Exercise task 1:
According to the Chromium build-times post, how long did the longest test builds take, and on what machine?
Exercise task 2:
Translate this sentence from the Chromium build-times post into Spanish: "As always, this blog is mine and I do not speak for Google."
━━ Source excerpt ━━
A twitter discussion on build times and source-file sizes got me interested in doing some analysis of Chromium build times. I had some ideas about what I would find (lots of small source files causing much of the build time) but I inevitably found some other quirks as well, and I’m landing some improvements. I learned how to use d3.js to create pretty pictures and animations, and I have some great new tools.
As always, this blog is mine and I do not speak for Google. These are my opinions. I am grateful to my many brilliant coworkers for creating everything which made this possible.
The Chromium build tools make it fairly easy to do these investigations (much easier than my last build-times post), and since it’s open source anybody can replicate them. My test builds took up to 6.2 hours on my four-core laptop but I only had to do that a few times and could then just analyze the results.
I did my tests on an October 2019 version of Chromium’s code because that gave me the most flexibility about which build options to use. I used a 32-bit, debug, component (multi-DLL, for faster linking) build, with NACL disabled, full debug information, with reduced debug information for blink (Chromium’s rendering engine) as my base build. In other words, these are the build arguments I used:
target_cpu = “x86” # 32-bit build, maybe faster?
is_debug = true # Extra checks, minimal optimizations
is_component_build = true # Many different DLLs, default with debug
enable_nacl = false # Disable NACL
symbol_level = 2 # Full debug information, default on Windows
blink_symbol_level = 1 # Reduced symbol information for blink
This is a good set of options for developing Chromium as it gives full debuggability together with a fast turnaround on incremental builds (when just a few source files are modified between builds).
━━━
━━ Data ━━
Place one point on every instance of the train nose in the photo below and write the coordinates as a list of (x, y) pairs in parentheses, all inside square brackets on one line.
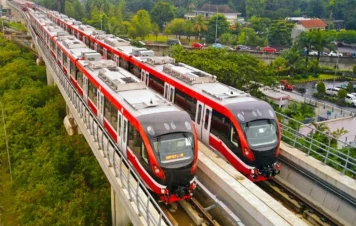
[(181, 192)]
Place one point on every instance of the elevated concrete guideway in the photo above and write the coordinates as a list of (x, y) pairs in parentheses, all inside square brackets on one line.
[(252, 210)]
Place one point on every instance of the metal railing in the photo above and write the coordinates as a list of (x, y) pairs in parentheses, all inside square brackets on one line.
[(323, 150), (123, 171), (336, 111)]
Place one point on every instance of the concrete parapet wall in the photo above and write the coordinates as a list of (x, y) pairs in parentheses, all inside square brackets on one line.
[(251, 204), (330, 203)]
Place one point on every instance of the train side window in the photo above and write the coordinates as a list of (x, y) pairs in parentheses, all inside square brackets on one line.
[(73, 69), (92, 92), (234, 137), (124, 132), (136, 144), (79, 78), (156, 84), (206, 123), (110, 113), (199, 114), (119, 131), (220, 125)]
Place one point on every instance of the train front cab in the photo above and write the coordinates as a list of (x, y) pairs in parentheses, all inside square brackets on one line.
[(224, 131)]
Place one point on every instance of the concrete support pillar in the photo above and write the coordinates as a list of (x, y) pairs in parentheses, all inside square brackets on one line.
[(70, 124), (50, 80), (119, 216)]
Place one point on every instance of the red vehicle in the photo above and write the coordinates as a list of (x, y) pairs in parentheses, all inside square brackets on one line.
[(157, 138), (286, 85), (243, 130), (268, 49), (197, 45)]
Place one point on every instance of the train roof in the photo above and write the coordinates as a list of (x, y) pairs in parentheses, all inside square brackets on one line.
[(130, 91), (200, 81), (76, 48)]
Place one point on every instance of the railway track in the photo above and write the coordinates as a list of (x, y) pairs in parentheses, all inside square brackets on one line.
[(204, 209)]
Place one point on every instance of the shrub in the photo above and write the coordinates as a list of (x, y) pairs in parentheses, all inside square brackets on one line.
[(316, 75), (320, 87), (297, 77), (305, 76)]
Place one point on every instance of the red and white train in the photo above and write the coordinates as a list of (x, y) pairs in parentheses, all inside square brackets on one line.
[(157, 138), (243, 129)]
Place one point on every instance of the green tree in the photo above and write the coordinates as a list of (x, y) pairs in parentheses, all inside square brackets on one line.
[(162, 13), (279, 32), (350, 87), (217, 21), (292, 57), (259, 24), (199, 25), (278, 64), (341, 94), (141, 23), (254, 7), (320, 87)]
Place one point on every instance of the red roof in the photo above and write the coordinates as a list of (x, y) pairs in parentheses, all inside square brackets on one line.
[(315, 23)]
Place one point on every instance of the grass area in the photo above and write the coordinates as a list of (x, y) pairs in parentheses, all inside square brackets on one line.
[(17, 26), (7, 197)]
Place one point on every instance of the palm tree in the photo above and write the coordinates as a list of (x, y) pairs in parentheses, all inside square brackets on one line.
[(199, 25)]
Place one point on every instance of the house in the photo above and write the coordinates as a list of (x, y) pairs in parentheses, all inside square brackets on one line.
[(307, 25), (208, 10)]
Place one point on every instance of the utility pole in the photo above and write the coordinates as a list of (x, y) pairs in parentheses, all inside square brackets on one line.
[(216, 24), (61, 6)]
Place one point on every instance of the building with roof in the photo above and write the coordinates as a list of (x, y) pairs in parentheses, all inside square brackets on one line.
[(208, 10)]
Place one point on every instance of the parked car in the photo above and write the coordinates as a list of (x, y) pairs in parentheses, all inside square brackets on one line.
[(313, 53), (333, 53), (268, 49), (242, 48), (332, 91), (350, 99), (286, 85), (216, 45), (173, 42), (197, 45)]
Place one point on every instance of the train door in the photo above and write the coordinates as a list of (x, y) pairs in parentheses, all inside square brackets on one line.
[(85, 89), (203, 121), (145, 77), (117, 60), (169, 92), (100, 104), (105, 53), (123, 141)]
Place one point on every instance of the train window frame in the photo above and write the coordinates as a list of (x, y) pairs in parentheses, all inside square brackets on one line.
[(217, 130), (79, 77), (200, 107), (110, 113), (91, 89), (73, 69), (206, 122), (233, 136), (119, 124)]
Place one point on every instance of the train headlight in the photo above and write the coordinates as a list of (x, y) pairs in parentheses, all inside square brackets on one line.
[(248, 154)]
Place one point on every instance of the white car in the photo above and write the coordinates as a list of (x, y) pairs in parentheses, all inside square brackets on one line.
[(351, 99), (332, 91), (313, 53), (332, 53)]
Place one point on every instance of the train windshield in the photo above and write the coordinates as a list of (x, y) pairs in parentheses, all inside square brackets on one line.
[(176, 148), (261, 133)]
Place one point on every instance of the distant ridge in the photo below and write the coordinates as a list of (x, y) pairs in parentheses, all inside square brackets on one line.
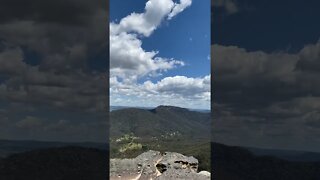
[(114, 108), (158, 121)]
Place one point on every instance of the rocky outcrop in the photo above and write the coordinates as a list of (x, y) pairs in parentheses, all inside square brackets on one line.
[(157, 166)]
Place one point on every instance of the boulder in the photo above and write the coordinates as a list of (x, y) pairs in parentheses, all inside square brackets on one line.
[(154, 165)]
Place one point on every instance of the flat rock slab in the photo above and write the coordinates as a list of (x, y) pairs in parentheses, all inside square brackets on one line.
[(157, 166)]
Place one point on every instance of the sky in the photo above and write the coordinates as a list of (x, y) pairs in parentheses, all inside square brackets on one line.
[(160, 53), (266, 65), (53, 70)]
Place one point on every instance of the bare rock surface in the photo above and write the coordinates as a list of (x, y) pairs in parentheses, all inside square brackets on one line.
[(157, 166)]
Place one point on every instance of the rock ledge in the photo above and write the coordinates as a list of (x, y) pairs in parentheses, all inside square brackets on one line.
[(157, 166)]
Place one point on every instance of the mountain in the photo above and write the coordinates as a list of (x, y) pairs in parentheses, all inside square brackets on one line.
[(56, 164), (159, 121), (8, 147), (237, 163), (164, 128)]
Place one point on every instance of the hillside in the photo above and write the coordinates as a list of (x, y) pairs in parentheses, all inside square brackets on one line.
[(236, 163), (165, 128), (159, 121), (8, 147), (56, 164)]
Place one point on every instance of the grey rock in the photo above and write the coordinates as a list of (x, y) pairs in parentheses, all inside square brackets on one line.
[(154, 165)]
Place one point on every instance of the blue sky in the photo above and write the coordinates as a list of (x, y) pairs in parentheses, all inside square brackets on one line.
[(184, 38)]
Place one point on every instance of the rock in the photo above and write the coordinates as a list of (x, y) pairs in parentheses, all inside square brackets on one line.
[(154, 165)]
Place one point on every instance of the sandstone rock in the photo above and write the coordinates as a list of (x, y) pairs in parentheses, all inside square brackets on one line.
[(154, 165)]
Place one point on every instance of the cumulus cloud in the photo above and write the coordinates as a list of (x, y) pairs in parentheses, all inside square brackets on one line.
[(128, 59), (129, 62), (178, 91)]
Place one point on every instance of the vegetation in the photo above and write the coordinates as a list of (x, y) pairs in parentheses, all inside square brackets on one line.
[(166, 128)]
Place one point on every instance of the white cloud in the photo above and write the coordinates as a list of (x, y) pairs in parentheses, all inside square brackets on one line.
[(179, 8), (129, 62), (178, 90), (128, 59)]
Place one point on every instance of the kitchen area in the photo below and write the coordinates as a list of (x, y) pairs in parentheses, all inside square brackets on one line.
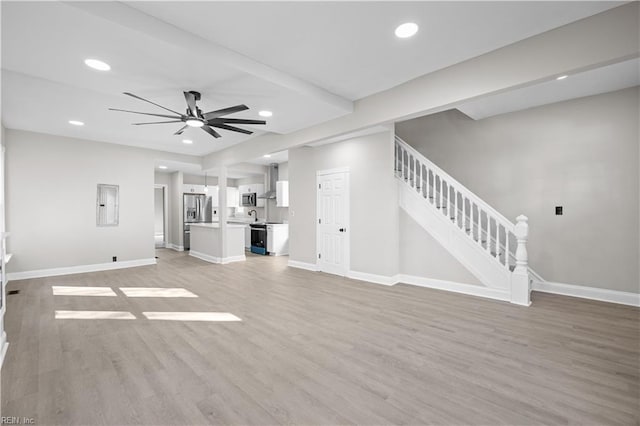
[(257, 215)]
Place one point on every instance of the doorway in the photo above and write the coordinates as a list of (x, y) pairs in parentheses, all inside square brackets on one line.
[(332, 235), (160, 216)]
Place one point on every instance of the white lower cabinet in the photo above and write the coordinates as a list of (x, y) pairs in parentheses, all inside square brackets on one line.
[(282, 193), (247, 237)]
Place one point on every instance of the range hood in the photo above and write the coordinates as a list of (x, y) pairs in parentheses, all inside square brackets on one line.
[(272, 175)]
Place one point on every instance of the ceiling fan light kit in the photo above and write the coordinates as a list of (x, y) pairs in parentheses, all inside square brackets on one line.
[(195, 118)]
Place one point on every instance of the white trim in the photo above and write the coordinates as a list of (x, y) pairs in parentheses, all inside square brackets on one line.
[(332, 171), (4, 346), (80, 269), (373, 278), (214, 259), (303, 265), (469, 289), (593, 293)]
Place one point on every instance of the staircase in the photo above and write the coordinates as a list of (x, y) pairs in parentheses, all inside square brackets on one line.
[(491, 247)]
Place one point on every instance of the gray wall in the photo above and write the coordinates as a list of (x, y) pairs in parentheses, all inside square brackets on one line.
[(158, 208), (373, 201), (581, 154), (51, 201)]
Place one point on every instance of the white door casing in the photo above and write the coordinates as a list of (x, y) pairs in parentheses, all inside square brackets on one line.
[(332, 236)]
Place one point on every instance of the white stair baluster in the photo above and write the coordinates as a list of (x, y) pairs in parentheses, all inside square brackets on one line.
[(456, 218), (440, 192), (488, 234), (464, 213), (506, 248), (418, 168), (497, 243)]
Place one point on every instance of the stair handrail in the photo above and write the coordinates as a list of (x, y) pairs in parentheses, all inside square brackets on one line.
[(506, 223)]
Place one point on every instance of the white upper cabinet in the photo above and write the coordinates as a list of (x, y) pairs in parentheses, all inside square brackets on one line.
[(194, 189), (282, 193), (233, 197), (258, 188), (213, 192)]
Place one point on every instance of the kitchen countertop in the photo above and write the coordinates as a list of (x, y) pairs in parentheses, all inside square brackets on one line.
[(215, 225)]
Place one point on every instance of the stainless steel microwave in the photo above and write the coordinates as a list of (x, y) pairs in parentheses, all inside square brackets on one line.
[(248, 199)]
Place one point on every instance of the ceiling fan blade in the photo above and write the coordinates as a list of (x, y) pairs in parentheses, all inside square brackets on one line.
[(152, 103), (236, 121), (147, 113), (179, 132), (157, 122), (210, 131), (233, 129), (220, 112), (191, 103)]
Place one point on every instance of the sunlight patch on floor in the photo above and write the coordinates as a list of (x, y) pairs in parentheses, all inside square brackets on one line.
[(192, 316), (61, 290), (94, 315), (156, 292)]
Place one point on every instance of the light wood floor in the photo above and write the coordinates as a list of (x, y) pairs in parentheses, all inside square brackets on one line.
[(314, 349)]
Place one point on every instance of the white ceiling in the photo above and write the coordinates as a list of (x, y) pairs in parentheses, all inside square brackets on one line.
[(600, 80), (305, 61)]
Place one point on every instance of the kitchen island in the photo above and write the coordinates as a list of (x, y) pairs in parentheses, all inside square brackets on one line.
[(205, 242)]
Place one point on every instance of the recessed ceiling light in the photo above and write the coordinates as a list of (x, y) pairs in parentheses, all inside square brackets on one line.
[(406, 30), (97, 64), (194, 122)]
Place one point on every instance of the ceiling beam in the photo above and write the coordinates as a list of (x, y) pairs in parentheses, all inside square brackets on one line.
[(132, 18), (603, 39)]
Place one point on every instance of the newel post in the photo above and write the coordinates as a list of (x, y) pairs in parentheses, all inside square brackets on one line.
[(520, 283)]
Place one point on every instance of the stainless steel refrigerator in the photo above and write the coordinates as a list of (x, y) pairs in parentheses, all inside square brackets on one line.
[(197, 209)]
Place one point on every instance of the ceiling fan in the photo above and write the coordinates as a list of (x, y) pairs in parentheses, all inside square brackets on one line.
[(195, 118)]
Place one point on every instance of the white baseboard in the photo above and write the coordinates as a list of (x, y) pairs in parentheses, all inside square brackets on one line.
[(303, 265), (373, 278), (593, 293), (4, 345), (469, 289), (80, 269), (219, 260)]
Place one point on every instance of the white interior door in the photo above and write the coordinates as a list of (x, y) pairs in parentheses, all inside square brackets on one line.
[(333, 222)]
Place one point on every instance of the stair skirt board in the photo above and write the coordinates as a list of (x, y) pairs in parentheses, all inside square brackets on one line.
[(303, 265), (373, 278), (80, 269), (592, 293), (218, 260), (468, 289), (4, 345)]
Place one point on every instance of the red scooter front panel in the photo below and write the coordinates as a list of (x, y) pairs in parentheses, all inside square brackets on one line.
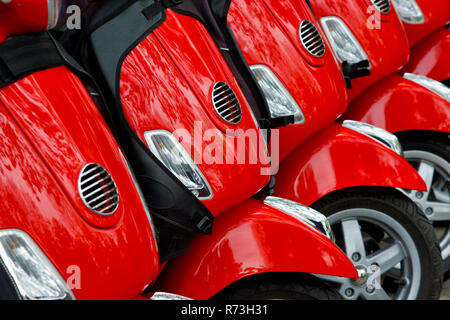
[(50, 129), (167, 83), (269, 36), (381, 36), (430, 57), (19, 17)]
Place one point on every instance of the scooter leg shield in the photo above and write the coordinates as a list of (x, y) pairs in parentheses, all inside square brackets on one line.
[(397, 104), (430, 56), (337, 158), (251, 239)]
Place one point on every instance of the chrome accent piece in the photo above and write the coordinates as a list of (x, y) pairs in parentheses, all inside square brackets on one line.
[(280, 101), (31, 273), (311, 39), (383, 6), (226, 103), (380, 135), (190, 174), (53, 7), (167, 296), (302, 213), (343, 42), (409, 11), (437, 87), (98, 190)]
━━━
Complete output 1:
They took up to 6.2 hours on a four-core laptop.

Complete output 2:
Como siempre, este blog es mío y no hablo en nombre de Google.